Many startups have adopted RAG in their AI products, and some others decided not to.

Srijan Kumar, Professor at GeorgiaTech and the founder of Lighthouz AI, tweeted: “RAG reduces but does not solve hallucinations. In a finance assistant use case, my startup showed that an RAG system gives ‘correct and complete’ responses only 57% time even to simple queries.”

Richard Zhang, in response to Srijan’s point, emphasizes that RAG is still the most effective way to reduce hallucinations. He shares with me that, improving the satisfaction rate from 60% to, say, 90% goes beyond the technology itself. A team needs to have a good understanding of the business logic and clean the data properly before optimizing RAG. It’s a challenging, long-term process.

Sekai is a mobile app that enables users to create and explore personalized “what if” stories with AI characters, fostering a global storytelling community. The founder shared with me that, their product didn’t adopt RAG because the context window length has been enough to use, with an estimate of 10,000 tokens per conversation.

Discussions

RAG vs. Long Context Window

A hotly debated topic these days is whether RAG will become obsolete due to longer context windows. Due to memory and computing power limitations, large language models can only memorize recent user input, whose length is called context window length. LLM’s context window lengths have grown longer and longer.

Following Google’s Gemini 1.5 release with a context window length of 100k tokens, many folks shout out that RAG will be dead because additional information to LLMs can now be part of the input prompt. Many well-respected members of the research community expressed disagreement-

Oriol Vinyals, Gemini Co-lead at Google DeepMind, wrote: “RAG has some nice properties that can enhance, and be enhanced by, long context” which reflects his belief that RAG and long context will complement each other in the future.

══════

▶ _What you should do_
Please answer these questions from the excerpt on RAG:
(a) How often did Srijan Kumar's startup find that an RAG system gave "correct and complete" responses to simple queries in a finance assistant use case?
(b) What reason did Sekai's founder give for not adopting RAG?
(c) What context window length does the text give for Google's Gemini 1.5 release?

══════

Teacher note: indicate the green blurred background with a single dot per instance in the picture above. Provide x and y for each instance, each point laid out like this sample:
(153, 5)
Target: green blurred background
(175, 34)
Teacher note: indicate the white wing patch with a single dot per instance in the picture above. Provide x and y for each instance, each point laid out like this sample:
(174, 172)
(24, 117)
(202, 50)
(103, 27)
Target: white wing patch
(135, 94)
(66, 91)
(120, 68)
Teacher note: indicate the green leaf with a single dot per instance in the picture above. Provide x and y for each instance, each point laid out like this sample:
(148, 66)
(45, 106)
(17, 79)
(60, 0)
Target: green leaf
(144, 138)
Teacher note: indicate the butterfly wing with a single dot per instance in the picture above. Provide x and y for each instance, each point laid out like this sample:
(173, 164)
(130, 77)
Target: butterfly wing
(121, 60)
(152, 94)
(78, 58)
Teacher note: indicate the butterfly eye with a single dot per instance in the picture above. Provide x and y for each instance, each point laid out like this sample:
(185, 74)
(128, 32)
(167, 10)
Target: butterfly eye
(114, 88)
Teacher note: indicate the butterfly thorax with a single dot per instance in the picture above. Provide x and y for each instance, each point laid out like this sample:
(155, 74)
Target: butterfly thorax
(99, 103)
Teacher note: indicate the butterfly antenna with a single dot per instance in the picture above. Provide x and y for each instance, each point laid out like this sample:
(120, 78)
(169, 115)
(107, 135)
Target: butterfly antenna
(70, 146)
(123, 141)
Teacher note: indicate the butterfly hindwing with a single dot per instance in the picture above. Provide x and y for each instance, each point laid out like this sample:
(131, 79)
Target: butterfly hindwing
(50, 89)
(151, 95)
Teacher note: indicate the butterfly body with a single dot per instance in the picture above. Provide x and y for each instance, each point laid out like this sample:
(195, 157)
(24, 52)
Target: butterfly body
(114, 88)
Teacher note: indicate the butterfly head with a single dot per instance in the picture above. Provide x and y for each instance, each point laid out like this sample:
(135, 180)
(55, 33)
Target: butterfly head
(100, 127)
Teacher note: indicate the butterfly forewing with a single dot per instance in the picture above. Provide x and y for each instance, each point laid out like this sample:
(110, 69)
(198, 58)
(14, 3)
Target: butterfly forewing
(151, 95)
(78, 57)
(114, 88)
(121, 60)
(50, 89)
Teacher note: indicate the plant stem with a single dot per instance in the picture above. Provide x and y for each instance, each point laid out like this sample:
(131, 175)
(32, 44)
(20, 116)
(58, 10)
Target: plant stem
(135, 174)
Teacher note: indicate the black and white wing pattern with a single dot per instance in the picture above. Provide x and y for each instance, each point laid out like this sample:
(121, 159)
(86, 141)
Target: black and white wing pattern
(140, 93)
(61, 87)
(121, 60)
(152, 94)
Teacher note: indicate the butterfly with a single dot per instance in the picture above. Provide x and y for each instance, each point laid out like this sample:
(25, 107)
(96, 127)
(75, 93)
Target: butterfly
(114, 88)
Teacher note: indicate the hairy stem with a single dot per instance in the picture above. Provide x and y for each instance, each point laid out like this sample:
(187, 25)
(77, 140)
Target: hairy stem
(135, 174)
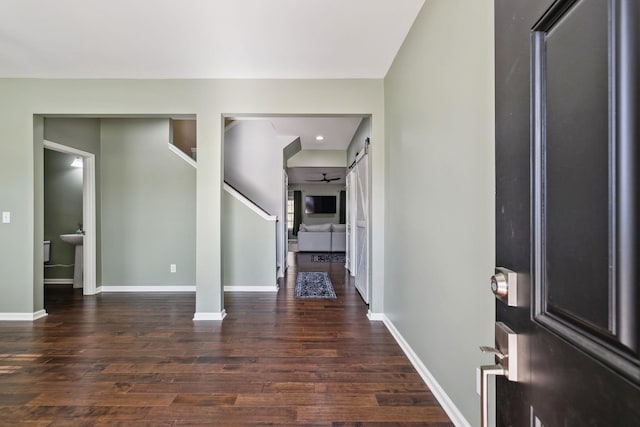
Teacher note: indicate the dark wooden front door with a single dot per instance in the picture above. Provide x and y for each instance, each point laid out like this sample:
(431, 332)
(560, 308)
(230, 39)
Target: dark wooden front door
(567, 209)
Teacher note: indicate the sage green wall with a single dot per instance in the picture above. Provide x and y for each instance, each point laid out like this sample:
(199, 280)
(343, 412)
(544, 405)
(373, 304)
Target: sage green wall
(83, 134)
(248, 246)
(148, 206)
(24, 99)
(62, 210)
(440, 193)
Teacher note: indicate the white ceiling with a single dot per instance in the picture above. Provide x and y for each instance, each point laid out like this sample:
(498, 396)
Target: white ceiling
(202, 38)
(337, 131)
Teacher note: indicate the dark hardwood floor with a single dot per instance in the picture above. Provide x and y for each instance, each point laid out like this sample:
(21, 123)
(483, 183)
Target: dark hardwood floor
(139, 359)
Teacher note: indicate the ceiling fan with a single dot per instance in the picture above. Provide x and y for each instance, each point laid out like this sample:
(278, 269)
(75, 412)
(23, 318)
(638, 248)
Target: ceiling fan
(324, 179)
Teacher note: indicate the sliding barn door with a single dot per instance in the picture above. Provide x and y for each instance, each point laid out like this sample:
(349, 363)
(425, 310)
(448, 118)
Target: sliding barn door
(361, 187)
(350, 247)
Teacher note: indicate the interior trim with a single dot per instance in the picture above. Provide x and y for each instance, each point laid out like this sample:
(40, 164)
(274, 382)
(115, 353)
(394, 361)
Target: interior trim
(438, 392)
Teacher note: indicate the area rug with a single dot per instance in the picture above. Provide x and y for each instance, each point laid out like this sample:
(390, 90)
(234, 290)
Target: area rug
(314, 285)
(329, 258)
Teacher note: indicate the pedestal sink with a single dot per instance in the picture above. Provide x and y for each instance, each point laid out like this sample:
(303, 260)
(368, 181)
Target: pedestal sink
(76, 240)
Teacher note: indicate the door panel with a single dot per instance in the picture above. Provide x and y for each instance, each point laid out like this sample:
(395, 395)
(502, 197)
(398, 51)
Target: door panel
(576, 162)
(566, 209)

══════

▶ _Output for this task_
(a) Only 57% of the time.
(b) The context window length has been enough to use, with an estimate of 10,000 tokens per conversation.
(c) 100k tokens.